-- REQUIREMENT --
Reproduce every one of the records below line for line, with no word changed.

-- DATA TO PROCESS --
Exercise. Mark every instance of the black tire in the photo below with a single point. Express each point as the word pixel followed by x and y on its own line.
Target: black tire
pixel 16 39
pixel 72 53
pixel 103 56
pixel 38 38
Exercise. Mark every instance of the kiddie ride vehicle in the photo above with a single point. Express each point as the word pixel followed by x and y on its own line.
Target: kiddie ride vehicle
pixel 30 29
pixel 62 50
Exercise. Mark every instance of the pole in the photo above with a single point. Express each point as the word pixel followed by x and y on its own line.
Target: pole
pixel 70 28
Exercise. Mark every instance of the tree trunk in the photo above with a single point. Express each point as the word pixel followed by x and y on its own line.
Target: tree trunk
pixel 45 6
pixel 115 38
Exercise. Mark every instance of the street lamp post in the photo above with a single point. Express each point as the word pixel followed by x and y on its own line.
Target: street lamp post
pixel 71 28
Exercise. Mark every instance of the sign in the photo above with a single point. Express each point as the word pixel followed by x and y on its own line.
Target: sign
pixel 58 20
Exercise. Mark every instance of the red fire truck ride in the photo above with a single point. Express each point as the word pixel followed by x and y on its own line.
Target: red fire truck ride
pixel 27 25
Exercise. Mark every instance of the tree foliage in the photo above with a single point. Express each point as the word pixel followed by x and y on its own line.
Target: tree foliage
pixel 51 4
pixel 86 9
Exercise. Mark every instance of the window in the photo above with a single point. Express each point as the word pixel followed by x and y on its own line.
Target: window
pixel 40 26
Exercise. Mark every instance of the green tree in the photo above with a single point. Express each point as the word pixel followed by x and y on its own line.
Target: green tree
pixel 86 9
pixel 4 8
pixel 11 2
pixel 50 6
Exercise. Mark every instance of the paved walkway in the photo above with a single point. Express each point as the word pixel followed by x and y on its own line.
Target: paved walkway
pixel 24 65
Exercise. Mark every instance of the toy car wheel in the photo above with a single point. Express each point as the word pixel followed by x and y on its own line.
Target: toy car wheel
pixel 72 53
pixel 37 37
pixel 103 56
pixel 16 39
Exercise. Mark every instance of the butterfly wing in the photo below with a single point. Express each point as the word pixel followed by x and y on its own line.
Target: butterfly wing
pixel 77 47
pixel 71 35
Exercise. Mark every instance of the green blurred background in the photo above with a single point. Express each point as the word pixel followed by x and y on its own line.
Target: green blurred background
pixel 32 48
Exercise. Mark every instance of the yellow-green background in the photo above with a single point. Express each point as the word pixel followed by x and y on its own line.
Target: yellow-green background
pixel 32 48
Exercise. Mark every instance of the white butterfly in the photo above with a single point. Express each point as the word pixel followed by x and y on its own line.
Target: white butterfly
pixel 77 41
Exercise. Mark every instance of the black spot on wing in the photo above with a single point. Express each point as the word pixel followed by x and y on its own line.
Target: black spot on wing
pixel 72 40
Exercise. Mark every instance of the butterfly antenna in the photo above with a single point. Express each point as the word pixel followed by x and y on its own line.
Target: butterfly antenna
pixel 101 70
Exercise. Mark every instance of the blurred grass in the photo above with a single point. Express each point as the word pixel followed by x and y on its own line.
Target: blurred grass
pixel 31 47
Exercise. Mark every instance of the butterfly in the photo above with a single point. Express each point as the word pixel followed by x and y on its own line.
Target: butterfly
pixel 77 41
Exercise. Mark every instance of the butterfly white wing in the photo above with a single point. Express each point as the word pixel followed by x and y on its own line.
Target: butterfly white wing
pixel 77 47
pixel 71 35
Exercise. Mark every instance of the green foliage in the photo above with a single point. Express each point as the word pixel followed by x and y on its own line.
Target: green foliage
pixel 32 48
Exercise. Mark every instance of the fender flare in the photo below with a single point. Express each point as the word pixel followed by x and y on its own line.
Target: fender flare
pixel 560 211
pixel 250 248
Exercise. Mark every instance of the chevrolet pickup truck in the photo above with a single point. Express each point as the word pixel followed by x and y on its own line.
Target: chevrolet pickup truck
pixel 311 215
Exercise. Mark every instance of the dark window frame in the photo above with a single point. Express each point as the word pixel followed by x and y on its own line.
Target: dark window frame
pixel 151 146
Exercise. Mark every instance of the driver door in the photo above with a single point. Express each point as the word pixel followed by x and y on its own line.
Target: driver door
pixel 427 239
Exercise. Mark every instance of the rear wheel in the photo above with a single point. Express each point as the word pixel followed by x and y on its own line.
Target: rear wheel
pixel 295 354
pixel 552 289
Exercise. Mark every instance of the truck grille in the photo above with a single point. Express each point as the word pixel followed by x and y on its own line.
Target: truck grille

-- ANSWER --
Exercise. Mark every instance of the black tire in the photo below with a single point. Express each point as the word pixel followed by x and y on its own line.
Target: black tire
pixel 16 39
pixel 72 53
pixel 103 56
pixel 38 38
Exercise. Mark every instance of the kiddie ride vehicle in the photo above with a single point. Express each point as the word pixel followed by x and y on its own line.
Target: kiddie ride vehicle
pixel 30 29
pixel 62 50
Exercise. Mark every instance of the pole in the photo above with a single point. Express each point as the word pixel followed by x and y on its own line.
Target: pole
pixel 70 28
Exercise. Mark every instance of the tree trunk in the photo above with a single point. Express each point as the word pixel followed by x and y on its own line.
Target: tree trunk
pixel 45 6
pixel 115 38
Exercise. Mark every instance of the street lamp post in the photo above with a single point. Express each point as the word pixel followed by x and y on its own line.
Target: street lamp post
pixel 71 28
Exercise. Mark every instance of the sign in the photo above with a single point. Express each point as the word pixel followed by x and y on its own line.
Target: sign
pixel 58 20
Exercise. Mark every instance of the red fire truck ride in the photo above with a single point. Express each point as the word pixel followed by x and y on its own line.
Target: red fire truck ride
pixel 27 25
Exercise. Mark every instance of the tree foliage in the photo above with a single point. Express each point as the word pixel followed by x and y on its own line.
Target: tree foliage
pixel 51 4
pixel 86 9
Exercise. Mark every instance of the window in the photo above with a single point. Express each point as the word pixel followed by x and y on its own line.
Target: window
pixel 40 26
Exercise. Mark every instance of the green tree in the photo above with a single point. Express each point as the word pixel followed by x and y on its own line.
Target: green tree
pixel 86 9
pixel 4 8
pixel 11 2
pixel 50 6
Exercise. Mark every instance of the paved walkway in the photo above with a single point. Express each point as the word pixel followed by x and y on its own line.
Target: paved walkway
pixel 24 65
Exercise. Mark every instance of the toy car wheel in the photo above with a single point. Express each point as the word pixel followed by x and y on its own line.
Target: toy car wheel
pixel 72 53
pixel 37 37
pixel 103 56
pixel 16 39
Exercise. Mark every instance of the butterfly wing in the photo below with a single point. Express each point as the word pixel followed by x and y on its own line.
Target: butterfly wing
pixel 77 47
pixel 71 35
Exercise. Mark every instance of the green blurred background in the photo above with a single point. Express each point as the word pixel followed by x and y on its own line.
Target: green blurred background
pixel 32 48
Exercise. Mark every instance of the yellow-green background in the photo above with a single point. Express each point as the word pixel followed by x and y on its own line.
Target: yellow-green background
pixel 32 48
Exercise. Mark every instance of the white butterfly in the photo above with a single point. Express each point as the word pixel followed by x and y on its own line.
Target: white butterfly
pixel 77 41
Exercise. Mark every instance of the black spot on wing in the photo above with a single point. Express each point as the word pixel followed by x and y on its own line.
Target: black spot on wing
pixel 72 40
Exercise. Mark every instance of the butterfly antenna in the photo above with a single point. Express each point as the word pixel followed by x and y on its own line.
Target: butterfly antenna
pixel 101 70
Exercise. Mark every instance of the blurred grass in the photo above with a single point. Express each point as the word pixel followed by x and y on its own line.
Target: blurred grass
pixel 31 47
Exercise. Mark every instance of the butterfly in the photo above with a single point. Express each point as the word pixel followed by x and y on its own line.
Target: butterfly
pixel 77 41
Exercise. Mark every instance of the butterfly white wing in the photo above with a single point. Express each point as the word pixel followed by x and y on its own line.
Target: butterfly white wing
pixel 77 47
pixel 71 35
Exercise. Mark every instance of the green foliage in the photo above with a single point. Express each point as the word pixel followed by x and y on its own line.
Target: green foliage
pixel 32 48
Exercise. Mark every instance of the fender flare in the photo below with a single point. Express each point as the word pixel followed by x and y on its own line.
Target: fender flare
pixel 560 211
pixel 250 248
Exercise. Mark every instance of the chevrolet pickup truck in the photo above with a single point. Express each point as the word pixel followed by x and y on its own line.
Target: chevrolet pickup truck
pixel 311 215
Exercise. Mark every instance of the dark window frame in the photo above with a single point. Express each point as the word pixel followed by x and y on its own line.
Target: dark window frame
pixel 151 146
Exercise. Mark every instance of the driver door in the photo above with a single point. Express each point as the word pixel followed by x and y on its own line.
Target: driver door
pixel 427 239
Exercise. Mark every instance of the rear wheel in the photo above with a single point. Express each point as the word pixel followed by x and y on its own line.
Target: rear wheel
pixel 295 354
pixel 552 289
Exercise. Mark every instance of the truck grille in the photo above with a single point. Express each point as the word pixel followed by x and y on its own line.
Target: truck grille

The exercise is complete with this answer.